The band probably managed ten songs, or maybe we missed a few. The sound was dead on and I went away impressed, but I don't think they ever came back to New York.

Oasis, Jones Beach, September 8th 1996

Look at the dates kids! Rock 'n' Roll eh? Hardly. The wife's mate drove us out there; I slept in the car, and through most of the gig, nursing an epic hangover. They sounded good but mostly, I just wanted to sleep.

I slept in the car, and through most of the gig, nursing an epic hangover. They sounded good but mostly, I just wanted to sleep.

League Cup Final, Wembley Leeds v Aston Villa, 1996

I actually used to get home for quite a few matches back then, more than I realised. I didn't have a ticket until 5 minutes before kick-off and then my luck ran out.

Memorable weekend for the massive Wild West-style Leeds-on-Leeds brawl in The World's End in Camden which resulted in the pub getting shut and us high tailing it to Islington to find a pub with no Leeds fans in it, Gerry jumping the turnstile, the Fergie twins sharing one seat, the classic chat up line: 'Do you fancy a shag?' being used on more than one occasion and the descent into bargaining with brasses for the Cup Final Special; three blow jobs for the price of two. Tight Yorkshire bastards eh?

New York Metro-Stars v New England Revolution MLS League game 1 Giant's Stadium New Jersey April 20th 1996

You think you know shite football? Think again. On the back of a fantastic World Cup the Yanks launched a league of their own, only hardly any Americans knew, or cared about it. A pleasant night out helped along by the Colombians in front of us passing round a goatskin flask of some obscure Andean firewater.

U2 Pop Tour, Giant's Stadium New Jersey, June 1st 1997

I’d had a falling out with the Mrs over some old shite or other which kind of ruined the night. U2 might not be everyone's cup of tea but they were putting on great rock shows at the time – she loved them and I'd never really been to a big Stadium gig. Good gig, not much conversation, took bloody ages to get home.

U2 Pop Tour, Giant's Stadium New Jersey, June 3rd 1997

Pangs of guilt compelled me to surprise the Mrs with tickets to make up for ruining the previous gig, but she was knackered and fancied a night in. Women eh? Went anyway. Good gig, again took bloody ages to get home.

The Seahorses, Irving Plaza, August 5th 1997

John Squire's post Stone Roses effort arrives in town and it pissed it down. We stayed home. First signs of old age creeping in?

Admit One, The Empire State Building, Ticket # 200801

I have no recollection of ever been on top of the Empire State Building. Ever.

Observation Deck, Twin Towers

A cliché maybe, but this one made me think. I had a bit of a thing for the Twin Towers when I first got here; they were so much bigger than anything else around. They were rectangular and boring but just so God damn big you couldn't help but be in awe of them. I have, on more than one occasion, laid on the ground at the base of each tower just to look up.

I was working construction nearby the first time they tried to blow them up and, although I was uptown the day they were destroyed, I have vivid memories of feeling vulnerable that day, feelings that eventually gave way to a vow not to let others dictate how I live my life.

#### ENTRIES
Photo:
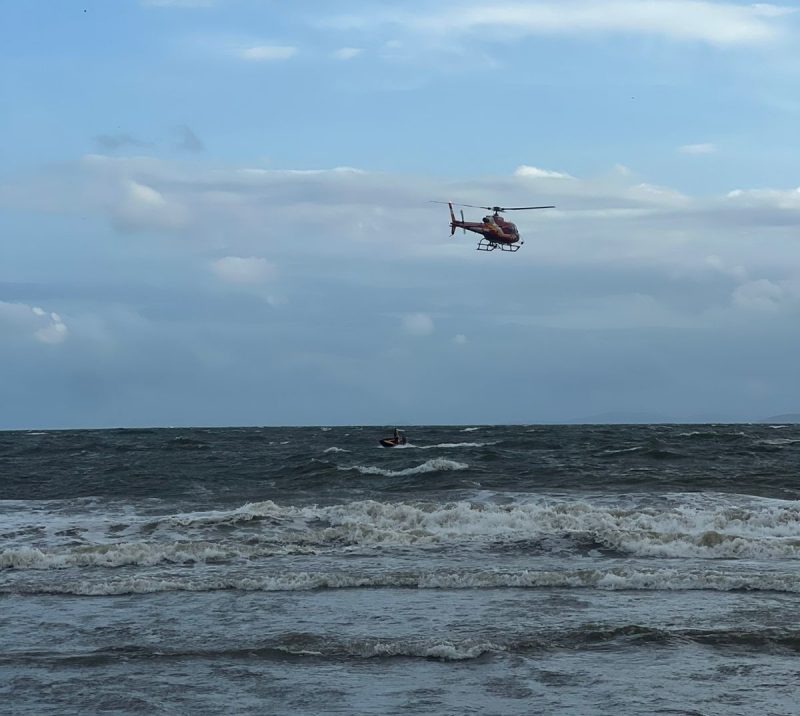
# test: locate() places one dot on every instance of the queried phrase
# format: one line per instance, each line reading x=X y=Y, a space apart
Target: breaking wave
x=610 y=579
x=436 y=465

* * *

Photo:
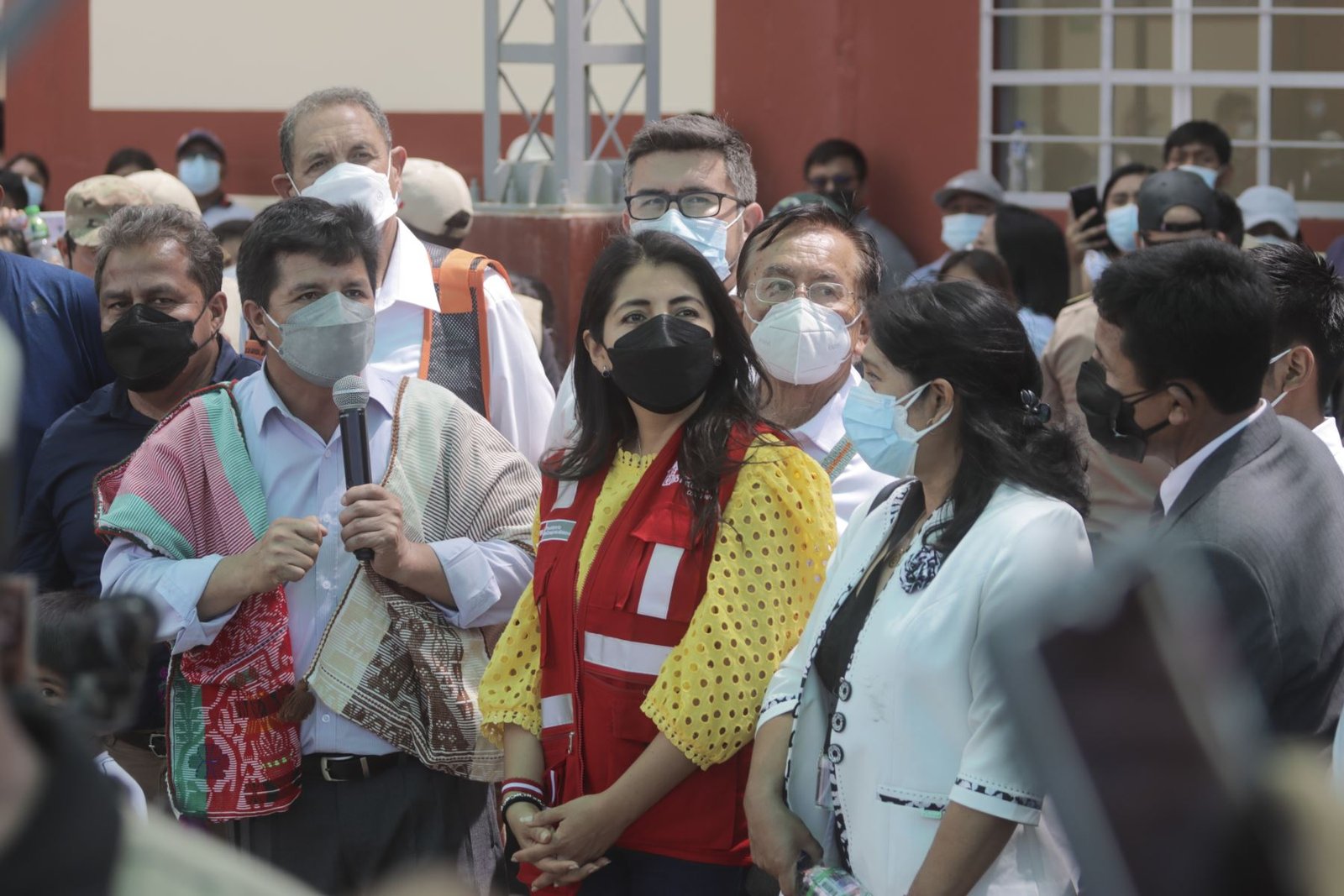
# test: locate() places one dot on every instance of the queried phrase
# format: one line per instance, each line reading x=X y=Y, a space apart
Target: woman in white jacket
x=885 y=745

#### PROMPT
Write the next part of the account of remembered gigs, football matches and New York landmarks, starting after its last sentence.

#### EXERCISE OUTPUT
Joe Strummer, Roseland, November 23 1999

There's very little I can say about the greatness of the man or the greatness of the gig - large parts of it are on Youtube and worth watching if you're a fan, so what can I say? It was a great night. They played White Riot as an encore, and me and The Beast pogoed; I threw him in the air (he's only little), we went a bit mad. I lost my wallet, my Green card, the lot. Great, great night. R.I.P. Saint Joe.

I threw him in the air (he's only little), we went a bit mad. I lost my wallet, my Green card, the lot. Great, great night. R.I.P. Saint Joe.

Public Enemy, Irish Arts Center, November 26th 1994

Tommy Black grows up in Belfast obsessing over Jimmy Cagney movies. You think he can't tap dance. He can.

Was it good? I don't remember. Like a lot of the great Irish theatre groups that were on the go back then, they encouraged you to drink. 'It's not fecking Broadway.' Fair enough.

Stone Roses, Manhattan Center Ballroom, May 20th 1995

Never got round to seeing them at home. I had a headache the night they played the Warehouse and stayed home – what a puff. They played upstairs in the ballroom, the room with the sprung floor. It sprang, we sang, and they played great. I wished I'd seen them more. Apparently there was a small fire that most people, myself included, seemed to miss.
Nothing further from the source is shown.